_Directions_. Begin at the line that contains "Target: hardcover book" and stop after the last line of the material below. Copy out every line in that span, increasing each coordinate in the answers by 133.

Some records
-------
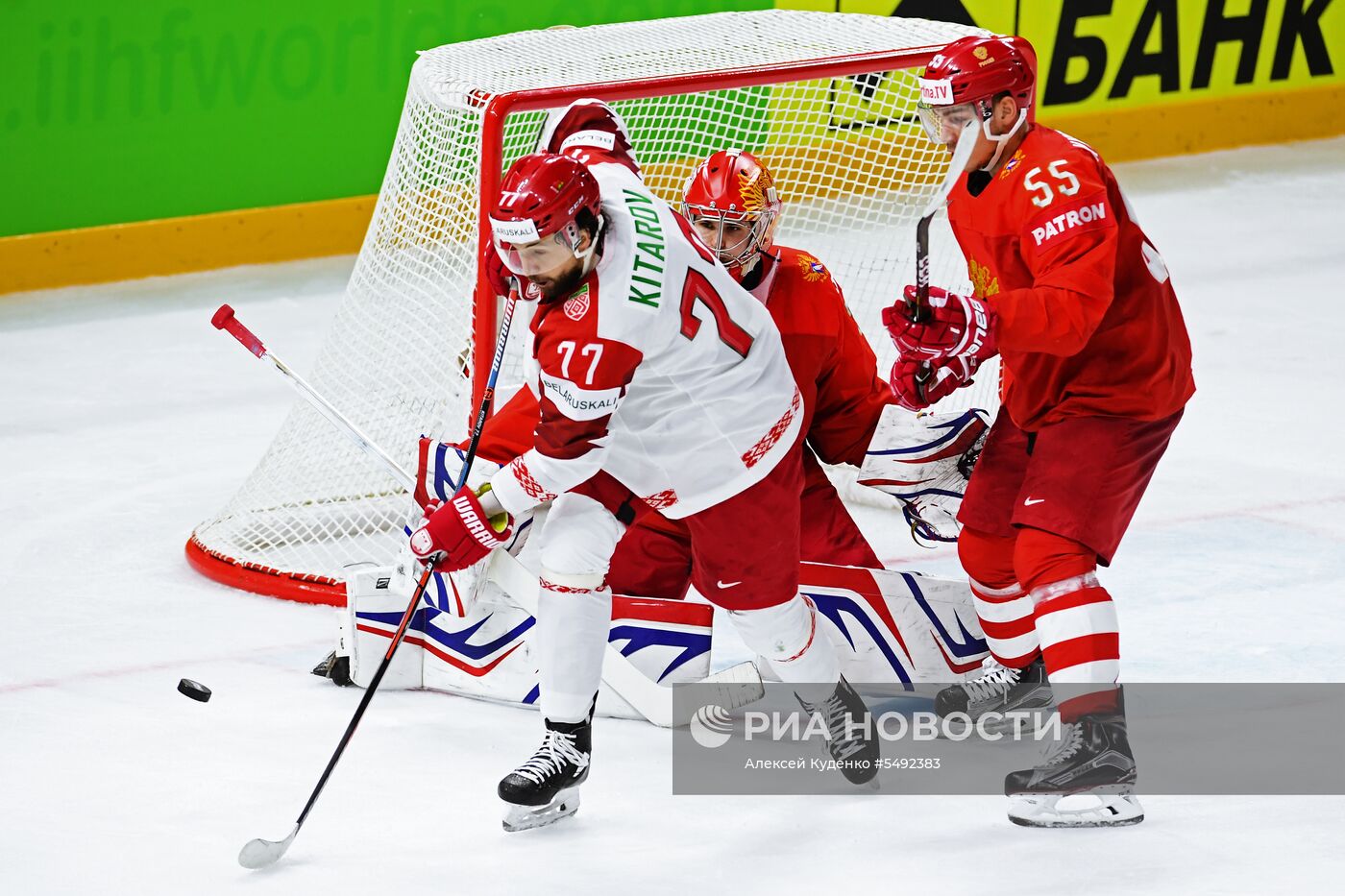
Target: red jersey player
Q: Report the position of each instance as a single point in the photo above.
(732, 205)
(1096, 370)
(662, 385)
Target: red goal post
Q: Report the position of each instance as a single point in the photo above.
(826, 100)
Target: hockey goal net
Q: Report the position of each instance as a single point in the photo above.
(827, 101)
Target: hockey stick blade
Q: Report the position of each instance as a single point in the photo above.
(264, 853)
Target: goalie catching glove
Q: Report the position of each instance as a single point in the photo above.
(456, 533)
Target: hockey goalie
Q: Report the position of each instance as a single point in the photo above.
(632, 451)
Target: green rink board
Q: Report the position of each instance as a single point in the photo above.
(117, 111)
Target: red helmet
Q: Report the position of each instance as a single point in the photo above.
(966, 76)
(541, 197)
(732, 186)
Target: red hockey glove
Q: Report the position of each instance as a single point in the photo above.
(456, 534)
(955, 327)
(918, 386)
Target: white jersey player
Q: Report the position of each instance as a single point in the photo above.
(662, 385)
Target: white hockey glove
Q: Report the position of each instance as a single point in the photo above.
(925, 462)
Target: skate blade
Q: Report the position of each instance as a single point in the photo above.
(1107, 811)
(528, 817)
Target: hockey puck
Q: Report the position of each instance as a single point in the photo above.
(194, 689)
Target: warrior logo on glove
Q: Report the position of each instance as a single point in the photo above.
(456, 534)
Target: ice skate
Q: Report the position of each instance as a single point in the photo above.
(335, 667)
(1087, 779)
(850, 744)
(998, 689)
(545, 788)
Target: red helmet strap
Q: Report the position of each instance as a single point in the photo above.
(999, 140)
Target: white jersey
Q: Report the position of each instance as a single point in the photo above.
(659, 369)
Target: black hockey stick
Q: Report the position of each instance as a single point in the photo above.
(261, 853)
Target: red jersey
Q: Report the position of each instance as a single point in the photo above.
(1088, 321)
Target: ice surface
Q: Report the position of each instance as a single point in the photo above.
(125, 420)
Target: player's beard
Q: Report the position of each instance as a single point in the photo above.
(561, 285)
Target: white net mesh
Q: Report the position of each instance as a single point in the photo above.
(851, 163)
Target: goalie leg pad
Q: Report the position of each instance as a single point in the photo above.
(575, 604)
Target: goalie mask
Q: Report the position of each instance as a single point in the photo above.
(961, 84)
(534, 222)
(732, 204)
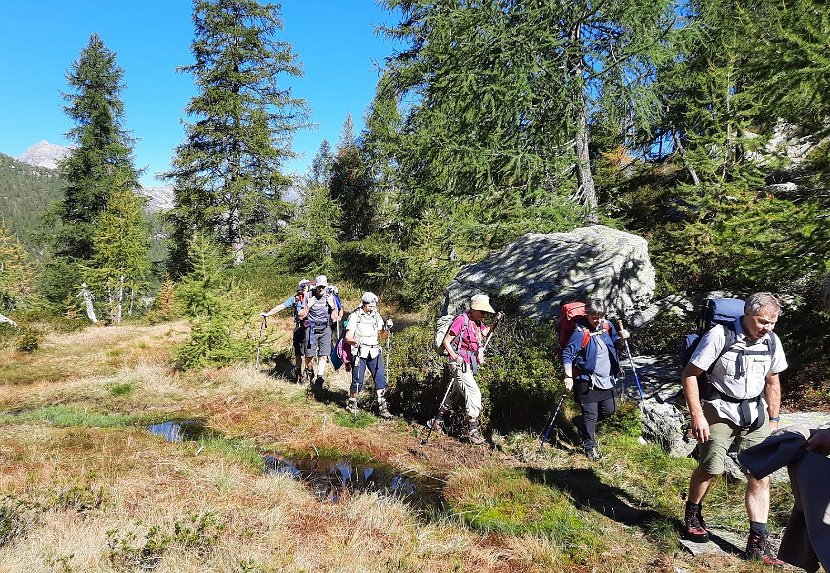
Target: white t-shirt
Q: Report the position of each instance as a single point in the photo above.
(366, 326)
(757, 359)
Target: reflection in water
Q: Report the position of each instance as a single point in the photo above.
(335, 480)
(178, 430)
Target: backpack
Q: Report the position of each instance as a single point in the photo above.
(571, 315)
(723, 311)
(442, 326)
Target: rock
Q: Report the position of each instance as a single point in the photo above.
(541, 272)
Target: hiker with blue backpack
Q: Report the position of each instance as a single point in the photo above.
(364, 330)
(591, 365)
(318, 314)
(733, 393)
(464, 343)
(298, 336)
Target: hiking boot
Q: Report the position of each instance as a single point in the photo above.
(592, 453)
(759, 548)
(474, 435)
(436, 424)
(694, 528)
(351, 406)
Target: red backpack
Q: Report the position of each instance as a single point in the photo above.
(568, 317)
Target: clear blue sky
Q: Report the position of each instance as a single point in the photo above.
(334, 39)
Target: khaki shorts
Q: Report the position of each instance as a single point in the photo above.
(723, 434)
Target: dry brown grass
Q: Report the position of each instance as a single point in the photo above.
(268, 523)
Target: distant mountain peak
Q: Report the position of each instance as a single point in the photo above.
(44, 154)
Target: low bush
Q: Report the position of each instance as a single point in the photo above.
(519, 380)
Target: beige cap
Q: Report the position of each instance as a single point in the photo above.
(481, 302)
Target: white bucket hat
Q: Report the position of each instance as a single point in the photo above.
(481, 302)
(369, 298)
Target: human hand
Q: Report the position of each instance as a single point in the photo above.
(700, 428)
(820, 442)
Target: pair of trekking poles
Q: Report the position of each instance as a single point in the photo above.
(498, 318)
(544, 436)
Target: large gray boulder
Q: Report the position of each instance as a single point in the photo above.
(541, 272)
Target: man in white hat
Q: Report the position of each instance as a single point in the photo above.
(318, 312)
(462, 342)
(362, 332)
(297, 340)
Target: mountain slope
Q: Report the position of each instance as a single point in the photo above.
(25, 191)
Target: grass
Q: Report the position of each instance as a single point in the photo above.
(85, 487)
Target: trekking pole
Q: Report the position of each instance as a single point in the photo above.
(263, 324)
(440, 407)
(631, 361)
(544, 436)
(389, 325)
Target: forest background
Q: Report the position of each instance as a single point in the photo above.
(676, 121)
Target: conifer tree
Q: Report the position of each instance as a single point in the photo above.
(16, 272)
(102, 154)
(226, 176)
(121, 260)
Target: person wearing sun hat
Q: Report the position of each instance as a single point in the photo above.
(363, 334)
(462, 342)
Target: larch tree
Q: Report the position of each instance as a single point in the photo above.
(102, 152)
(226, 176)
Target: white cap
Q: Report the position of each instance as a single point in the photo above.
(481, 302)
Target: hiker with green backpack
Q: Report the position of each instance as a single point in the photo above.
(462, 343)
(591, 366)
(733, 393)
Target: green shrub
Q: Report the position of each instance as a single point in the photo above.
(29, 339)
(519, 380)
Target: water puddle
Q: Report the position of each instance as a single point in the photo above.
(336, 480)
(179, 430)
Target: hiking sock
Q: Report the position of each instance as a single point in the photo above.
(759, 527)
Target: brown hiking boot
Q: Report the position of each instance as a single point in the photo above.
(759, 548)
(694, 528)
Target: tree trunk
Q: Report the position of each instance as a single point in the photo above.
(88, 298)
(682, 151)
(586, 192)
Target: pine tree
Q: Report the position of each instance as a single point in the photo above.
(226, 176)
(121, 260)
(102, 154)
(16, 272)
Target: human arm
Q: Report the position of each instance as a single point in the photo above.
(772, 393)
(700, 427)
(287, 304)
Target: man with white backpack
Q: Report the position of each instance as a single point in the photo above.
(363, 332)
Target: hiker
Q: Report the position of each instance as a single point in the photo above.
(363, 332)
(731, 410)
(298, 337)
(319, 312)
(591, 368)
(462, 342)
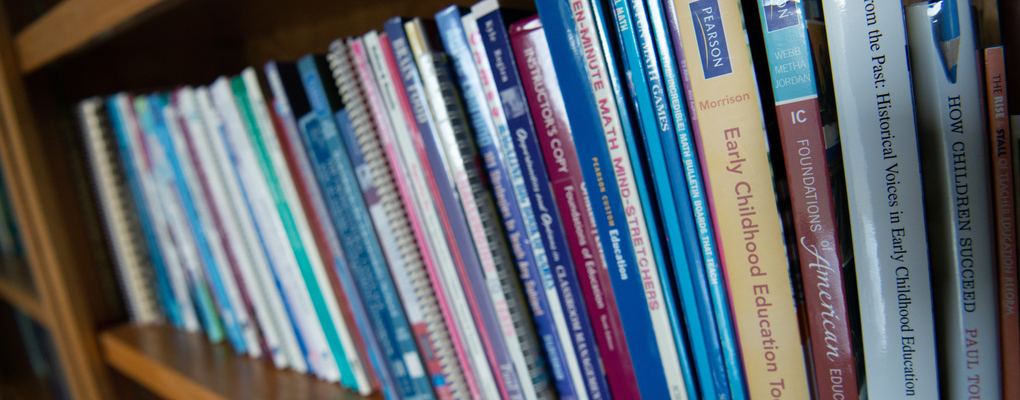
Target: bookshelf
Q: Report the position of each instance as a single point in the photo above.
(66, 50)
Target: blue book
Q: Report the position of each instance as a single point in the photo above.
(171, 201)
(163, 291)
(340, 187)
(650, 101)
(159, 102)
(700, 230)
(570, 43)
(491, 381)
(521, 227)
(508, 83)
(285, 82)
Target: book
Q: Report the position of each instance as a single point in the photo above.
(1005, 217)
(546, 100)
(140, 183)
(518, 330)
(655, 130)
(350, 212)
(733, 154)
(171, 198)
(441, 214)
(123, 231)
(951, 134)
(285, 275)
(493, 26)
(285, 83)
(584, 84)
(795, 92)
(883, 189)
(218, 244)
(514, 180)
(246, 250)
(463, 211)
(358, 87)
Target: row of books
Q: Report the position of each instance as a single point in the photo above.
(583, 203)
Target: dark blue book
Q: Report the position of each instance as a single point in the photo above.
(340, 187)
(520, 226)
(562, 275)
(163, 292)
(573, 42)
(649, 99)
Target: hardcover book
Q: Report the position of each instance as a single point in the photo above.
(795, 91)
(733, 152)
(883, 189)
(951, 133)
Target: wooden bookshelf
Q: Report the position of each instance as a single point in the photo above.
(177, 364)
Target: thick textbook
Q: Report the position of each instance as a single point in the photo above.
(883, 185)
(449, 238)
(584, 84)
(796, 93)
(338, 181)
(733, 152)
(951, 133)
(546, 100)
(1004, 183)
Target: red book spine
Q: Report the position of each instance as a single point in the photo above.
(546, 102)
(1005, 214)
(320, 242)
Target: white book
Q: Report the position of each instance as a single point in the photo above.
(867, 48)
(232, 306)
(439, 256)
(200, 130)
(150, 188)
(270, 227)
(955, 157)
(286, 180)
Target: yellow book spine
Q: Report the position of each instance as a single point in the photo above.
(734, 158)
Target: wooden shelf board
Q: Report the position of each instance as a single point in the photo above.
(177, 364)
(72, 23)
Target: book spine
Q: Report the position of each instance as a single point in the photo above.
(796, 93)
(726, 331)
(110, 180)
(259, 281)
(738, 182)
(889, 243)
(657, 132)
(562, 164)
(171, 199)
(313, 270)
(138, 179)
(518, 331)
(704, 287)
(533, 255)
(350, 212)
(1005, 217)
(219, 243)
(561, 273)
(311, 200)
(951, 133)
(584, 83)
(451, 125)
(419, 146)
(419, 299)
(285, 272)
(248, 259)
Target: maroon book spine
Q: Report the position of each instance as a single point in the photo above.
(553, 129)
-------
_Result for this exercise_.
Target: hardcover book
Q: Report the position of each instance as a single point in the photo above.
(928, 224)
(866, 285)
(1016, 322)
(1084, 266)
Target: wooden bookshelf
Q: Report the position of each instance as a single point in the photo above.
(310, 497)
Target: thick textbook
Q: Report the position of each instance as a single point in the photo above.
(1016, 318)
(582, 371)
(717, 217)
(929, 226)
(471, 314)
(866, 285)
(1084, 266)
(679, 233)
(1137, 316)
Target: red book spine
Q: Report the position of each instance as a single point in the photo above.
(679, 235)
(1138, 347)
(453, 375)
Target: white book
Q: Report the position of each instance as a single point in the photo above.
(1000, 181)
(365, 439)
(572, 389)
(333, 263)
(283, 321)
(403, 360)
(1088, 290)
(419, 313)
Target: yellow book spine
Q: Report the position of each instance as a single point in the photo above.
(867, 291)
Target: wooden shelf board
Q: Report the position of each instance as a single point in the photo above.
(310, 497)
(205, 156)
Target: book spine
Q: Report the position of each instance as a single point in the photo above.
(929, 226)
(859, 464)
(243, 313)
(392, 414)
(871, 315)
(1022, 376)
(790, 265)
(695, 297)
(304, 332)
(446, 403)
(271, 312)
(651, 464)
(837, 420)
(666, 388)
(483, 345)
(1138, 350)
(352, 376)
(694, 406)
(444, 333)
(1084, 266)
(717, 216)
(584, 258)
(552, 279)
(552, 432)
(418, 405)
(381, 392)
Target: maroon book spine
Q: Report the position of each instance as a single point in the photo above.
(686, 262)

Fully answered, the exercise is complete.